Write out every entry exactly as it appears.
----- Extracted data
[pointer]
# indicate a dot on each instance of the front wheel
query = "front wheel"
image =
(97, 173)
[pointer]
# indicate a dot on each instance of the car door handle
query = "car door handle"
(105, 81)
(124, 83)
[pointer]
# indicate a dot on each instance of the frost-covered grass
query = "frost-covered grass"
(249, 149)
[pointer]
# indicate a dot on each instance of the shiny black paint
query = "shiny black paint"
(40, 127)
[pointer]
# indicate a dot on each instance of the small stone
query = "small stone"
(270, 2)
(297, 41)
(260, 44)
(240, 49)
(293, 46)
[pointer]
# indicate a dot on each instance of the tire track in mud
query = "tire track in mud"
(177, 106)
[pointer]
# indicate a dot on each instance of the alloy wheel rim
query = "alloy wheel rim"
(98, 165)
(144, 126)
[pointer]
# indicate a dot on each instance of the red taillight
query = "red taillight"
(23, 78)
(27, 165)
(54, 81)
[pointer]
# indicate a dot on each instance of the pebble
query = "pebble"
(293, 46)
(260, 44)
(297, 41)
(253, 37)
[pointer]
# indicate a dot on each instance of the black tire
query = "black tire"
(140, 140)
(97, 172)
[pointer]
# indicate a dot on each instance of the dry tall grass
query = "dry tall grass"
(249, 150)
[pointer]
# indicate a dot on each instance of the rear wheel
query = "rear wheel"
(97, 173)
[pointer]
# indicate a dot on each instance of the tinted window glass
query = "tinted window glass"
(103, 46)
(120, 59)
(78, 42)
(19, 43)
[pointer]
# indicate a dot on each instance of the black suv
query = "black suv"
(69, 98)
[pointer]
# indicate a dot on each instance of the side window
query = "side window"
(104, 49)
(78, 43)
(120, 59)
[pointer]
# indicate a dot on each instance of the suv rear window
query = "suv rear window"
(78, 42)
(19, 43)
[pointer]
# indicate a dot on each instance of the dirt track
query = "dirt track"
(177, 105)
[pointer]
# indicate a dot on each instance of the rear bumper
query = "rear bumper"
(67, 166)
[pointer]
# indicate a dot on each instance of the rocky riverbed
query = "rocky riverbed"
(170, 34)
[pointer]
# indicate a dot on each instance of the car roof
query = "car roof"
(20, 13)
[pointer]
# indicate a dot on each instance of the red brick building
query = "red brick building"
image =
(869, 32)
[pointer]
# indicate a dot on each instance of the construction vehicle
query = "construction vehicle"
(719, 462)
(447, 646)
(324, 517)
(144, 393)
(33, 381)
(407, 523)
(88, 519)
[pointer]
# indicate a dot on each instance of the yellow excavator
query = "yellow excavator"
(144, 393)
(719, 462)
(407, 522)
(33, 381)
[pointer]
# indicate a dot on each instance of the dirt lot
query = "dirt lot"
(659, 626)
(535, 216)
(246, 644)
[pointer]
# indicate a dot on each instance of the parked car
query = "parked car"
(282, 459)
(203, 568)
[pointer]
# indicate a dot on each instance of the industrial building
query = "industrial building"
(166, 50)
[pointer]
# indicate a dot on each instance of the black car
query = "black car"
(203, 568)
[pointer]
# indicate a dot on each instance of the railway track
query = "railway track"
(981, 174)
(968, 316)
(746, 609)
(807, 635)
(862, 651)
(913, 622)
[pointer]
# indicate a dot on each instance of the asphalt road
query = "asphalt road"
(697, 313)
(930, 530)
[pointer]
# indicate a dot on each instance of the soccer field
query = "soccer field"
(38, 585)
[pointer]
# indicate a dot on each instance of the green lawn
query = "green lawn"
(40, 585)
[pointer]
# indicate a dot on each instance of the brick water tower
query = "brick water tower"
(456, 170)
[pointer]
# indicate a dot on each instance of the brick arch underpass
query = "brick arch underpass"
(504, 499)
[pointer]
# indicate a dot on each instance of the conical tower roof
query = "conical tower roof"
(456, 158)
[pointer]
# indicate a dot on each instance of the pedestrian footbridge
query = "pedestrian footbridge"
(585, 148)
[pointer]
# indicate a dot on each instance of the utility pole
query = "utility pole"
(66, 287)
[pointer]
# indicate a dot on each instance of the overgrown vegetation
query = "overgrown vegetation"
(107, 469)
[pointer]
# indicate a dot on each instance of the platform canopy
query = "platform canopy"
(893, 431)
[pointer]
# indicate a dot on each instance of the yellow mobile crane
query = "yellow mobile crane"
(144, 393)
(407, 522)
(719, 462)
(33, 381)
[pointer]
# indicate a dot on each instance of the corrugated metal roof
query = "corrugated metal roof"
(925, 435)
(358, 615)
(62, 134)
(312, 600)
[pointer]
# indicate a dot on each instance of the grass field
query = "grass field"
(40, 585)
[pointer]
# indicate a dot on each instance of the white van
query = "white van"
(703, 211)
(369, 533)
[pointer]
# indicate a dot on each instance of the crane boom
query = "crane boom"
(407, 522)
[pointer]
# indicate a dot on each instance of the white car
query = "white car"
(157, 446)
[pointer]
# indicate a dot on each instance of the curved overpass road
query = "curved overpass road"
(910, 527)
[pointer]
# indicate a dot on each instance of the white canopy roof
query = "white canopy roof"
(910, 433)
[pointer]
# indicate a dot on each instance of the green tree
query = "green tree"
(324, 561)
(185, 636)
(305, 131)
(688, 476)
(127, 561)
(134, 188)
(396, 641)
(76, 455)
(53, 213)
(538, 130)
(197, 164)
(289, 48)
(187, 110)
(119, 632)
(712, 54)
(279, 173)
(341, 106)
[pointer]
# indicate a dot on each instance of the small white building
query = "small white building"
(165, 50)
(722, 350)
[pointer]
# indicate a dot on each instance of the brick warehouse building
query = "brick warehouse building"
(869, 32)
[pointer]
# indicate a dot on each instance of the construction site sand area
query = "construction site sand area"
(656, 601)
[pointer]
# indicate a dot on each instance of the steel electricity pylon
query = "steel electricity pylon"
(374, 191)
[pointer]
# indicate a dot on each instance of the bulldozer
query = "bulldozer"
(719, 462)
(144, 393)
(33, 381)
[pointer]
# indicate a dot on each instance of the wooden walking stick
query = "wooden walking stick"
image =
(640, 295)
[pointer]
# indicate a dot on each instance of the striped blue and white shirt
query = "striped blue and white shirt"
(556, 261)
----------
Problem solution =
[pointer]
# indicate a dot on each instance of the front wheel
query = "front wheel"
image =
(97, 173)
[pointer]
# indicate a dot on each instance of the car door handle
query = "car door handle"
(105, 81)
(124, 83)
[pointer]
# indicate a dot on each instance of the frost-covered grass
query = "frost-covered grass"
(249, 149)
[pointer]
# indicate a dot on each instance of the shiny black paint
query = "shiny black paint"
(40, 127)
[pointer]
# indicate a dot on each instance of the small stone
query = "small stone"
(270, 2)
(297, 41)
(260, 44)
(240, 49)
(293, 46)
[pointer]
# indicate a dot on each instance of the tire track in mud
query = "tire track in mud"
(177, 106)
[pointer]
# indicate a dot on each instance of the alloy wheel rim
query = "alloy wheel rim"
(98, 165)
(144, 126)
[pointer]
# indicate a dot on each instance of the red taillight
query = "red taillight"
(23, 78)
(27, 165)
(54, 81)
[pointer]
# indicate a dot on each instance of the pebble
query = "pebble"
(293, 46)
(260, 44)
(297, 41)
(253, 37)
[pointer]
# indicate a dot on each instance of the black tire
query = "black tire"
(140, 140)
(97, 172)
[pointer]
# indicate a dot on each instance of the dry tall grass
query = "dry tall grass"
(249, 150)
[pointer]
# indicate a dot on each instance of the rear wheel
query = "rear wheel"
(97, 173)
[pointer]
# indicate a dot on each instance of the tinted window glass
query = "tinted window glass"
(103, 46)
(120, 59)
(78, 42)
(19, 43)
[pointer]
# indicate a dot on each instance of the black suv
query = "black suv"
(69, 98)
[pointer]
# indicate a dot on each instance of the side window
query = "side window"
(104, 49)
(78, 43)
(120, 59)
[pointer]
# indicate a dot on each instance of the suv rear window
query = "suv rear window"
(78, 42)
(19, 43)
[pointer]
# indicate a dot on each instance of the dirt track
query = "dirt track"
(177, 105)
[pointer]
# indicate a dot on each instance of the rear bumper
query = "rear bumper"
(67, 166)
[pointer]
# indicate a dot on each instance of the rocky riverbed
query = "rocky riverbed"
(170, 34)
[pointer]
# indicate a dot on each instance of the car roof
query = "car roof"
(20, 13)
[pointer]
# indicate a dot on each instance of the red brick building
query = "red brick building"
image =
(869, 32)
[pointer]
# indicate a dot on each instance of the construction vehicle
query = "construction vehicle"
(719, 462)
(447, 646)
(324, 517)
(144, 393)
(33, 381)
(407, 523)
(88, 519)
[pointer]
# indicate a dot on each instance of the yellow excavator
query = "yellow excavator"
(144, 393)
(719, 462)
(407, 522)
(33, 381)
[pointer]
# indicate a dot on each instance of the dirt lot
query = "dirt lot"
(659, 626)
(535, 216)
(246, 644)
[pointer]
# indicate a dot on each instance of the parked car
query = "parked car"
(282, 459)
(203, 568)
[pointer]
# indicate a dot on each instance of the industrial building
query = "industrial building"
(166, 50)
[pointer]
# indicate a dot on each instance of the black car
query = "black car"
(203, 568)
[pointer]
# indicate a dot on each instance of the railway track
query = "railway track"
(981, 174)
(968, 316)
(746, 609)
(807, 635)
(862, 651)
(913, 622)
[pointer]
# indicate a dot on each instance of the asphalt road
query = "asphalt road"
(697, 313)
(930, 530)
[pointer]
# indicate a dot on each instance of the soccer field
query = "soccer field"
(38, 585)
[pointer]
# indicate a dot on each instance of the green lawn
query = "green lawn"
(40, 585)
[pointer]
# indicate a dot on each instance of the brick water tower
query = "brick water tower"
(456, 170)
[pointer]
# indicate a dot on each instance of the brick arch underpass
query = "brick arch underpass"
(504, 499)
[pointer]
# indicate a dot on each instance of the conical tower roof
query = "conical tower roof"
(456, 158)
[pointer]
# indicate a dot on each instance of the pedestrian footbridge
query = "pedestrian footbridge"
(585, 148)
[pointer]
# indicate a dot on each instance of the utility pole
query = "utility pole"
(66, 287)
[pointer]
# indicate a dot on each instance of the overgrown vegetation
query = "overgrown vegetation"
(107, 469)
[pointer]
# indicate a dot on each instance of the platform canopy
query = "platform canopy"
(893, 431)
[pointer]
# indicate a dot on each instance of the yellow mobile crane
query = "yellow mobile crane"
(144, 393)
(407, 522)
(719, 462)
(33, 381)
[pointer]
# indicate a dot on each instance of the corrugated metal roof
query = "corrugated metal roof"
(925, 435)
(358, 615)
(62, 134)
(312, 600)
[pointer]
# indicate a dot on each instance of the grass field
query = "grass field"
(40, 585)
[pointer]
# indicate a dot on each instance of the white van
query = "white van"
(703, 211)
(369, 533)
[pointer]
# indicate a dot on each instance of the crane boom
query = "crane boom"
(407, 522)
[pointer]
# indicate a dot on each instance of the white car
query = "white car"
(157, 446)
[pointer]
# indicate a dot on each instance of the curved overpass road
query = "curved overpass road"
(910, 527)
[pointer]
# indicate a dot on each instance of the white canopy roof
query = "white canopy roof"
(910, 433)
[pointer]
# indicate a dot on each instance of the green tree
query = "green tree"
(324, 561)
(185, 636)
(305, 131)
(688, 476)
(127, 561)
(134, 188)
(396, 641)
(76, 455)
(53, 213)
(538, 130)
(197, 164)
(289, 48)
(187, 110)
(119, 632)
(712, 54)
(279, 173)
(341, 106)
[pointer]
# indicate a dot on each instance of the small white building
query = "small white building"
(165, 50)
(722, 350)
[pointer]
# indicate a dot on each instance of the brick warehouse building
query = "brick warehouse building"
(869, 32)
[pointer]
# indicate a dot on each instance of the construction site sand area
query = "construction site sand area"
(656, 601)
[pointer]
# indicate a dot on each instance of the steel electricity pylon
query = "steel electricity pylon"
(374, 191)
[pointer]
# indicate a dot on each instance of the bulldozer
query = "bulldozer"
(719, 462)
(144, 393)
(33, 381)
[pointer]
# indicate a dot on each instance of the wooden walking stick
query = "wooden walking stick"
image =
(640, 295)
[pointer]
# indicate a dot on each instance of the striped blue and white shirt
query = "striped blue and white shirt"
(556, 261)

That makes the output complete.